§ **Task instructions**: Write out the listing below word for word, from its first line up to and including the line containing "point(446, 176)".

>>

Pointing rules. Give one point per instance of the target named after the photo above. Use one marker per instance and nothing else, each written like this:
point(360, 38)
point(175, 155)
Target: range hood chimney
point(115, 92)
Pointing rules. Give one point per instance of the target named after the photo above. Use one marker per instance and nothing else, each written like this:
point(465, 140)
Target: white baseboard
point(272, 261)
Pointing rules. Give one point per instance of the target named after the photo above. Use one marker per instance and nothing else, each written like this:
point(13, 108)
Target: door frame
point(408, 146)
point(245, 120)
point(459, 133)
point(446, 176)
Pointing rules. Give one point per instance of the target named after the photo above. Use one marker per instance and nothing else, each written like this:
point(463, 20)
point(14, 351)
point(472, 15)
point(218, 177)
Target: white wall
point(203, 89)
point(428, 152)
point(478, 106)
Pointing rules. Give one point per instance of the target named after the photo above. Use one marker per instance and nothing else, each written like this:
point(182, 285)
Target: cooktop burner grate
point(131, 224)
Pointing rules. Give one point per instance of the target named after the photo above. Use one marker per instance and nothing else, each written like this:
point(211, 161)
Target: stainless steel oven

<<

§ **Solution**:
Pointing rules. Give one point per instance of the target named after the photo above. Use one marker per instance and nothing else, each written like this:
point(360, 38)
point(175, 155)
Target: range hood chimney
point(115, 92)
Pointing rules. Give one point per instance of the target named after the photo above. Use one marker per instance and nothing else, each written like this:
point(465, 140)
Target: white baseboard
point(272, 261)
Pointing rules. Give one point per instance of the target named after the photo above. Use one marker per instance and nothing else, each written like this:
point(13, 108)
Target: door frame
point(408, 146)
point(245, 120)
point(459, 133)
point(446, 176)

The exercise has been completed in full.